═════ RECORDS ═════

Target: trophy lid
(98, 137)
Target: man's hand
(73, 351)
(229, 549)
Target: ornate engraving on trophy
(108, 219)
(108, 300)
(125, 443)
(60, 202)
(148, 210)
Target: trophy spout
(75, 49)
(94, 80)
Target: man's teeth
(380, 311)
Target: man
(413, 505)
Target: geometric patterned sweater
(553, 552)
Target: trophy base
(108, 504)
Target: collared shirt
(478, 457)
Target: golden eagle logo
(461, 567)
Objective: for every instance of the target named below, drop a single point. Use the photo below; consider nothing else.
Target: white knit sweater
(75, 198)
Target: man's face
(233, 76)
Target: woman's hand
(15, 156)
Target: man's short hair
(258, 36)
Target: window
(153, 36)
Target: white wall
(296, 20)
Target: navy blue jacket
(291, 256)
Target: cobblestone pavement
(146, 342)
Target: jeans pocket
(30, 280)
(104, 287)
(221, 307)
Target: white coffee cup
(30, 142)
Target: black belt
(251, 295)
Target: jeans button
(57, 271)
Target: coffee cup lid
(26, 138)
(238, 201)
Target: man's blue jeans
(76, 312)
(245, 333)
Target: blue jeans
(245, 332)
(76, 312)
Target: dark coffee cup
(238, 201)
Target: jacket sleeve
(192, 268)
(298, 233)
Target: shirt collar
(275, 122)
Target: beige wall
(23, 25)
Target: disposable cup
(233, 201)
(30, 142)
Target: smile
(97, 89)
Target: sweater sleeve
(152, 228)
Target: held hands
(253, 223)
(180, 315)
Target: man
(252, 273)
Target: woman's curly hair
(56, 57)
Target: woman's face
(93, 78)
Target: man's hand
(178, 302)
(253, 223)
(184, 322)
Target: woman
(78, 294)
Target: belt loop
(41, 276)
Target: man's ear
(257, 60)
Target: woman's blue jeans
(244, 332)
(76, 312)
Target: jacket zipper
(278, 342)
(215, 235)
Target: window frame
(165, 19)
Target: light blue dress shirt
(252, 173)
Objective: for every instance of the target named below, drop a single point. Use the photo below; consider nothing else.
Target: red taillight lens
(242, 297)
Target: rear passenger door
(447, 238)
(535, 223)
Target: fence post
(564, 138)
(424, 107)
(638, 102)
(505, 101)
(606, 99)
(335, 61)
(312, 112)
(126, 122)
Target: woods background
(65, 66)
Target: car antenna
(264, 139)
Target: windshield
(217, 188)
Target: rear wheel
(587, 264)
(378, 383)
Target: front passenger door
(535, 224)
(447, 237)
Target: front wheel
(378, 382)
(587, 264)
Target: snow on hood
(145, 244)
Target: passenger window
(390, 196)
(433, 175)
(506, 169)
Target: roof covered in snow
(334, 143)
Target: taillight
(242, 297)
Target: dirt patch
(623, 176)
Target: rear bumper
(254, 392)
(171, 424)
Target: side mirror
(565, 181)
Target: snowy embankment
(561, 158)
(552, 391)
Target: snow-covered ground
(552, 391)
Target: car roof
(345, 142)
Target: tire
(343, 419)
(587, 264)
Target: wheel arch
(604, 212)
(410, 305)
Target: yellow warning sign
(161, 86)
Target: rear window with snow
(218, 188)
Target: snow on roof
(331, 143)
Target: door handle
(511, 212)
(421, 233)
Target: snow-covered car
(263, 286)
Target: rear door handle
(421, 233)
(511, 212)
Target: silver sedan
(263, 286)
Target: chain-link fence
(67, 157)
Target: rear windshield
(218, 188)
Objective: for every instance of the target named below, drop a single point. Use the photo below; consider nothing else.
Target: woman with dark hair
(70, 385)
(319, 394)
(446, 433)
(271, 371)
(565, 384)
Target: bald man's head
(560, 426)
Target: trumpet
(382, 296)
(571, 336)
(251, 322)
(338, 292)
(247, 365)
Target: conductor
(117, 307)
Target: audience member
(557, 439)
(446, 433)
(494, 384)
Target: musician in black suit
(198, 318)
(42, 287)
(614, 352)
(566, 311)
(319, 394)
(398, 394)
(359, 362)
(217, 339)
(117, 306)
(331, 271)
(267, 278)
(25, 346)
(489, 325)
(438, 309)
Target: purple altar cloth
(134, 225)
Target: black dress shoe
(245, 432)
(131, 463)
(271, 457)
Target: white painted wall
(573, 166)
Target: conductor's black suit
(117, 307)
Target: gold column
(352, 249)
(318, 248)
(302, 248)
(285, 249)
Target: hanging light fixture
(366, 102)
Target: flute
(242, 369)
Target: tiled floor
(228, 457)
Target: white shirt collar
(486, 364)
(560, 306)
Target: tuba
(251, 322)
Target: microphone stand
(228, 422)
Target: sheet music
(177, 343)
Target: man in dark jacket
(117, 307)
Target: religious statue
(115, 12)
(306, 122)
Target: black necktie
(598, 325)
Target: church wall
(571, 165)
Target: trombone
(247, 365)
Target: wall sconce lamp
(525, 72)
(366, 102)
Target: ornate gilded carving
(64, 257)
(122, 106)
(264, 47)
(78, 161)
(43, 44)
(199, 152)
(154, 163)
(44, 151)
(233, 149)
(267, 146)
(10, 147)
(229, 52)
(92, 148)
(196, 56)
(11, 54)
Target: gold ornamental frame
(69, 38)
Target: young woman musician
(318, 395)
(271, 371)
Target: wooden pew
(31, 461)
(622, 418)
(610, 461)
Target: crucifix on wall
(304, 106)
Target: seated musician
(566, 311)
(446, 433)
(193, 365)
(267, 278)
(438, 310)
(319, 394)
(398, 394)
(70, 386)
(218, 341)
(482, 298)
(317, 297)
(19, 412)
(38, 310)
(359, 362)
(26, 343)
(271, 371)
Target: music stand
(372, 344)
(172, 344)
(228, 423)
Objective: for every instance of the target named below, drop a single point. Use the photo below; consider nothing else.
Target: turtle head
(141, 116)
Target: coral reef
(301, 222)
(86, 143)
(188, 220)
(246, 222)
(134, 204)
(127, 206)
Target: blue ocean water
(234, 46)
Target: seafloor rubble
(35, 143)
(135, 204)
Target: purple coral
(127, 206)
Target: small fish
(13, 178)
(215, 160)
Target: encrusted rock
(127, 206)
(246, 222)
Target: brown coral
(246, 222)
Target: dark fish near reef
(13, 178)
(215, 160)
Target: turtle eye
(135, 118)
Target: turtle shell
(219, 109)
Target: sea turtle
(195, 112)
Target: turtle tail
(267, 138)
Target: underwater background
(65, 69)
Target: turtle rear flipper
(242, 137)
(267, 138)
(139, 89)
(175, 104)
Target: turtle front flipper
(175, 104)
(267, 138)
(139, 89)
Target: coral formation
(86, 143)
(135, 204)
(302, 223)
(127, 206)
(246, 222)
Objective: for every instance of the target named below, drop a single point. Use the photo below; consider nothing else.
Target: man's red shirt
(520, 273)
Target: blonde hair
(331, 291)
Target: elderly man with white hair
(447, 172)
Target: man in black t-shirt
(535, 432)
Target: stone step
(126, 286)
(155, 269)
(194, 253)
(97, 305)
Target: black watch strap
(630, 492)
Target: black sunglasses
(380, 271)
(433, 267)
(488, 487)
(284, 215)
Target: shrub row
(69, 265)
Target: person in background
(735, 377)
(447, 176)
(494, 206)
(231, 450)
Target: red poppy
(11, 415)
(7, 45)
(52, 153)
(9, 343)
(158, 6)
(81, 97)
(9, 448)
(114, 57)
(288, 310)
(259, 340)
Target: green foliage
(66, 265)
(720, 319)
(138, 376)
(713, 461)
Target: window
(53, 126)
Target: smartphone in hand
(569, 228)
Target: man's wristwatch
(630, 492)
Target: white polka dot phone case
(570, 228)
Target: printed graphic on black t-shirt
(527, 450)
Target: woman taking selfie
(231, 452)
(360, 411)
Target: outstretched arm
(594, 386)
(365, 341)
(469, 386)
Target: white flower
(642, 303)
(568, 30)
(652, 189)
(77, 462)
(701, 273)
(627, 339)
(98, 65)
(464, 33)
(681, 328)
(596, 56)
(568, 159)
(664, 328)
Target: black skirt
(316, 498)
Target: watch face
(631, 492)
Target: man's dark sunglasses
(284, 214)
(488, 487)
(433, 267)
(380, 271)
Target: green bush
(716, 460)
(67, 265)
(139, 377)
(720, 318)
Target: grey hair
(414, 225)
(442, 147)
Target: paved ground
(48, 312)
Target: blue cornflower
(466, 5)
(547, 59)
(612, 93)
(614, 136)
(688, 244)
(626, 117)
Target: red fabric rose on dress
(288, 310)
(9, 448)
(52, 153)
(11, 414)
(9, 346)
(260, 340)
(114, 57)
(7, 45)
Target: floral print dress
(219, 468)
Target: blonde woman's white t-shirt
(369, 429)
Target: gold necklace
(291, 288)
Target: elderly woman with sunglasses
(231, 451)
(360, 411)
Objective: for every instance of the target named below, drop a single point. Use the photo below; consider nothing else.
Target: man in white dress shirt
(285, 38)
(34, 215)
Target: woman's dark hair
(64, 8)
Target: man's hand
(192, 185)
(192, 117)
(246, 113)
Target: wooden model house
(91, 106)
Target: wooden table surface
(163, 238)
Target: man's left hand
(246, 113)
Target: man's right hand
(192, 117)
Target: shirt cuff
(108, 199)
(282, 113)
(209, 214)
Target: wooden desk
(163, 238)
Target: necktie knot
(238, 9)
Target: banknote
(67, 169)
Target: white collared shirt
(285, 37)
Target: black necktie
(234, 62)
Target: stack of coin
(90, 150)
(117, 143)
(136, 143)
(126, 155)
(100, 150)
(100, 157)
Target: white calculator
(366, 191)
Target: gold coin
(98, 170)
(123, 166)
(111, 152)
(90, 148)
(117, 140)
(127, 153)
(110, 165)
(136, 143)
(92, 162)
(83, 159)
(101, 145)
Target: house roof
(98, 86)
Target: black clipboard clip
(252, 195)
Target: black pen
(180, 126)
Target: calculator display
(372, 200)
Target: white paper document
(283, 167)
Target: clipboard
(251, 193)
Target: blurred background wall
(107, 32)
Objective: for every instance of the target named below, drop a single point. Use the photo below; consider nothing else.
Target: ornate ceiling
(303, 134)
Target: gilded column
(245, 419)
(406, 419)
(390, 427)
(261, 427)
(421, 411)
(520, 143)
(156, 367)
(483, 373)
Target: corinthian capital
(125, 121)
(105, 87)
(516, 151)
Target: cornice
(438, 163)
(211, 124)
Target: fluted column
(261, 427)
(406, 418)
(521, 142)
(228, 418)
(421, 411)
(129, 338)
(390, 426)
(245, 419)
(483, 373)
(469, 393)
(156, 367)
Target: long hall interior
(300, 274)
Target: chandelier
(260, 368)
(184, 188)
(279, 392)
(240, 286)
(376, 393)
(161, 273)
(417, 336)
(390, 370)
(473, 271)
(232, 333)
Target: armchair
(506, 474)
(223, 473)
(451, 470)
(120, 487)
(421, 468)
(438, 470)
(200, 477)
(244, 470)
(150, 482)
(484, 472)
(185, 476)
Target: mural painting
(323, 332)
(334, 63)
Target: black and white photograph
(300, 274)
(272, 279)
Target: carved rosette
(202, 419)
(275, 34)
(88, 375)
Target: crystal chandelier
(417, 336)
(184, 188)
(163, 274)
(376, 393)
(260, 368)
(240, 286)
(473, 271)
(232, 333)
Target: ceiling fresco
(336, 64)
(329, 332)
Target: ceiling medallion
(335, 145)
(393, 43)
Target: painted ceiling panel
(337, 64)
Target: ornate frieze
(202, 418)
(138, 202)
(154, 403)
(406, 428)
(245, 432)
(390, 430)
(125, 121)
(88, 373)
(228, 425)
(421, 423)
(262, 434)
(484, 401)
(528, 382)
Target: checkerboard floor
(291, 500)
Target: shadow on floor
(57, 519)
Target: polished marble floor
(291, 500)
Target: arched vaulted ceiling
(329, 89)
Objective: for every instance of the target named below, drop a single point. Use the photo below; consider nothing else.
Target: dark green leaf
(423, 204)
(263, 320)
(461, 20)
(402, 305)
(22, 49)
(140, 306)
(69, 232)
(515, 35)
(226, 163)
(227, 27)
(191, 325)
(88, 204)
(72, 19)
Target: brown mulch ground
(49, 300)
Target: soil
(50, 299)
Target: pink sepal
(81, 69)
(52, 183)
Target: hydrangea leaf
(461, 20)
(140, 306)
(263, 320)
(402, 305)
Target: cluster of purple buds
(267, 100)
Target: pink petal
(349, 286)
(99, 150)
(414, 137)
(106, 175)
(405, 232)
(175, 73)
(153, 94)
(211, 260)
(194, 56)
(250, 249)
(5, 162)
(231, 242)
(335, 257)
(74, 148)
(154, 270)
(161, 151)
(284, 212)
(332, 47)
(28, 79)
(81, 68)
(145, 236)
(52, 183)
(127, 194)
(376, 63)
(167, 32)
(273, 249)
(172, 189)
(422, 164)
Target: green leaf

═════

Please retype exactly the line containing "Target: painted ceiling panel" and each line after it to the end of the records, and nothing more.

## [SOLUTION FOR THIS EXERCISE]
Target: painted ceiling panel
(337, 64)
Target: ornate frieze
(202, 418)
(138, 202)
(154, 403)
(406, 428)
(245, 432)
(390, 430)
(125, 121)
(88, 373)
(228, 425)
(421, 423)
(262, 434)
(484, 401)
(528, 382)
Target: checkerboard floor
(291, 500)
Target: shadow on floor
(57, 519)
Target: polished marble floor
(291, 500)
Target: arched vaulted ceiling
(329, 89)
Objective: for every instance of the target named below, drop a single point. Use the photo below; consider nothing else.
Target: dark green leaf
(423, 204)
(263, 320)
(461, 20)
(402, 305)
(22, 49)
(140, 306)
(69, 232)
(515, 35)
(226, 163)
(227, 27)
(191, 325)
(88, 204)
(72, 19)
Target: brown mulch ground
(49, 300)
Target: soil
(50, 299)
Target: pink sepal
(81, 69)
(52, 183)
Target: hydrangea leaf
(461, 20)
(140, 306)
(263, 320)
(402, 305)
Target: cluster of purple buds
(267, 100)
Target: pink petal
(349, 286)
(99, 150)
(414, 137)
(106, 175)
(405, 232)
(175, 73)
(153, 94)
(211, 260)
(194, 56)
(250, 249)
(5, 162)
(231, 242)
(335, 257)
(74, 148)
(154, 270)
(161, 151)
(284, 212)
(332, 47)
(28, 79)
(81, 68)
(145, 236)
(52, 183)
(127, 194)
(376, 63)
(167, 32)
(273, 249)
(172, 189)
(422, 164)
Target: green leaf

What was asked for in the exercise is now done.